• _Material for the task_

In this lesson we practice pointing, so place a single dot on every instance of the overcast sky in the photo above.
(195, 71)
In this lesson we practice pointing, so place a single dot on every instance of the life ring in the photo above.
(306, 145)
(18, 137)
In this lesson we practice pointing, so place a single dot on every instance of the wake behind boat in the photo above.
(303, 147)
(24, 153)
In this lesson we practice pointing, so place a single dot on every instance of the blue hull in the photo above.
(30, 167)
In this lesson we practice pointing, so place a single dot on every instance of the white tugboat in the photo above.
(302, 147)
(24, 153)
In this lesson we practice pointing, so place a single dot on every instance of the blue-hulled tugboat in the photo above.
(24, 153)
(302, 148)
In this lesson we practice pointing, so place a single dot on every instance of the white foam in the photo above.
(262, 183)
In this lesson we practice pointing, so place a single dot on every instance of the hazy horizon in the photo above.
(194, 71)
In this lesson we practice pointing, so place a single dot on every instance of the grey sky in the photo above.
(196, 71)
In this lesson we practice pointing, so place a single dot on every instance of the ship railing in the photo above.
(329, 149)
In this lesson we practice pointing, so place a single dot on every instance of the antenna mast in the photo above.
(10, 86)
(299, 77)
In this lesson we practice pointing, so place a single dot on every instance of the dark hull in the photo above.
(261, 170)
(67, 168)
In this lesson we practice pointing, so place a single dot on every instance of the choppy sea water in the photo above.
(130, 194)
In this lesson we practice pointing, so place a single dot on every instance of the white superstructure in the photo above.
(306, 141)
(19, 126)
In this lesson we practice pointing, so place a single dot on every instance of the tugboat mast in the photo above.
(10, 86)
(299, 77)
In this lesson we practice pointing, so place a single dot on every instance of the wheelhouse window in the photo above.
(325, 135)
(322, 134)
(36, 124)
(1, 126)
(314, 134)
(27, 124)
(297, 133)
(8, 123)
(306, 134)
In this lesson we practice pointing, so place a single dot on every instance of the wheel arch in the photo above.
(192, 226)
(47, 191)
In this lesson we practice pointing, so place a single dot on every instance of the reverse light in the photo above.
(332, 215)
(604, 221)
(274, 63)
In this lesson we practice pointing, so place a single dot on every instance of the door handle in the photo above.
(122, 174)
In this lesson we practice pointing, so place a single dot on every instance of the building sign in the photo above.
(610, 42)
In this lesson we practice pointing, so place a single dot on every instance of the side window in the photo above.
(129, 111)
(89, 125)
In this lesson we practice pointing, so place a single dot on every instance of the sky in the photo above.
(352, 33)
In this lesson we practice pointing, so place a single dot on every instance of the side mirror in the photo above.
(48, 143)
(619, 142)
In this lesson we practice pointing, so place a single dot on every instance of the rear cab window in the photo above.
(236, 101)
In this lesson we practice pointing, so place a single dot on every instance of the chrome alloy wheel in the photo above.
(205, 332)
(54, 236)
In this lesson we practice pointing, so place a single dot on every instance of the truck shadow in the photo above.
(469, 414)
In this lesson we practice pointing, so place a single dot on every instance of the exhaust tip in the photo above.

• _The task_
Rewrite all the items above as a Markdown table with two columns, Row and Item line, numbering the rows in order. Omit any blank lines.

• _Exercise response_
| Row | Item line |
|---|---|
| 1 | In this lesson we practice pointing, so place a single dot on every instance of the overcast sky in the photo above. |
| 2 | (195, 71) |
| 3 | In this lesson we practice pointing, so place a single dot on every instance of the life ring in the photo above. |
| 4 | (306, 145) |
| 5 | (18, 137) |
| 6 | In this lesson we practice pointing, so place a single dot on every instance of the wake behind boat in the photo above. |
| 7 | (303, 147) |
| 8 | (24, 153) |
| 9 | In this lesson we practice pointing, so place a single dot on every instance of the blue hull in the photo above. |
| 10 | (30, 167) |
| 11 | In this lesson we practice pointing, so place a single dot on every instance of the white tugboat in the photo above. |
| 12 | (302, 147) |
| 13 | (24, 153) |
| 14 | In this lesson we practice pointing, so place a single dot on every instance of the blue-hulled tugboat in the photo above. |
| 15 | (24, 153) |
| 16 | (302, 148) |
| 17 | In this lesson we practice pointing, so place a single dot on every instance of the white foam in the photo above. |
| 18 | (262, 183) |
| 19 | In this lesson we practice pointing, so place a single dot on every instance of the hazy horizon in the photo above. |
| 20 | (194, 71) |
| 21 | In this lesson we practice pointing, so place a single dot on every instance of the grey sky in the photo above. |
| 22 | (196, 71) |
| 23 | In this lesson we practice pointing, so place a single dot on every instance of the ship railing in the photo above. |
| 24 | (329, 149) |
| 25 | In this lesson we practice pointing, so place a single dot on every instance of the antenna mast in the photo above. |
| 26 | (10, 86) |
| 27 | (299, 77) |
| 28 | In this lesson we practice pointing, so place a single dot on every instance of the dark hull in the photo above. |
| 29 | (261, 170) |
| 30 | (67, 168) |
| 31 | In this lesson we practice pointing, so place a single dot on every instance of the choppy sea water in the photo above. |
| 32 | (130, 194) |
| 33 | In this lesson we practice pointing, so place a single dot on every instance of the white superstructure in the photo above. |
| 34 | (306, 141) |
| 35 | (19, 126) |
| 36 | In this lesson we practice pointing, so place a single dot on every instance of the tugboat mast in the photo above. |
| 37 | (10, 86) |
| 38 | (299, 77) |
| 39 | In this lesson we practice pointing, so place a single dot on every instance of the wheelhouse window in the photo above. |
| 40 | (325, 135) |
| 41 | (322, 134) |
| 42 | (36, 124) |
| 43 | (1, 126) |
| 44 | (314, 134) |
| 45 | (27, 124) |
| 46 | (297, 133) |
| 47 | (8, 123) |
| 48 | (306, 134) |
| 49 | In this lesson we practice pointing, so place a single dot on every instance of the wheel arch in the photo above. |
| 50 | (192, 226) |
| 51 | (47, 191) |
| 52 | In this lesson we practice pointing, so place a single dot on every instance of the reverse light in the photo above. |
| 53 | (332, 215) |
| 54 | (604, 221) |
| 55 | (274, 63) |
| 56 | In this lesson we practice pointing, so place a single dot on every instance of the door handle in the photo above. |
| 57 | (122, 174) |
| 58 | In this lesson we practice pointing, so place a single dot on every instance of the building sign in the photo above. |
| 59 | (610, 42) |
| 60 | In this lesson we practice pointing, so place a single dot on every instance of the side window in the photo above. |
| 61 | (129, 111) |
| 62 | (89, 125) |
| 63 | In this lesson we practice pointing, so place a single dot on every instance of the sky in the photo above. |
| 64 | (352, 33) |
| 65 | In this lesson we practice pointing, so place a single dot on every instance of the side mirror in the photo above. |
| 66 | (48, 143) |
| 67 | (619, 142) |
| 68 | In this lesson we practice pointing, so place a single dot on every instance of the rear cab window in the photo above. |
| 69 | (236, 101) |
| 70 | In this lesson we practice pointing, so place a single dot on every instance of the chrome alloy wheel in the photo above. |
| 71 | (205, 332) |
| 72 | (54, 236) |
| 73 | In this lesson we practice pointing, so place a single dot on every instance of the truck shadow in the photo above. |
| 74 | (469, 414) |
| 75 | In this lesson we practice pointing, so place a single dot on every instance of the exhaust tip in the photo above. |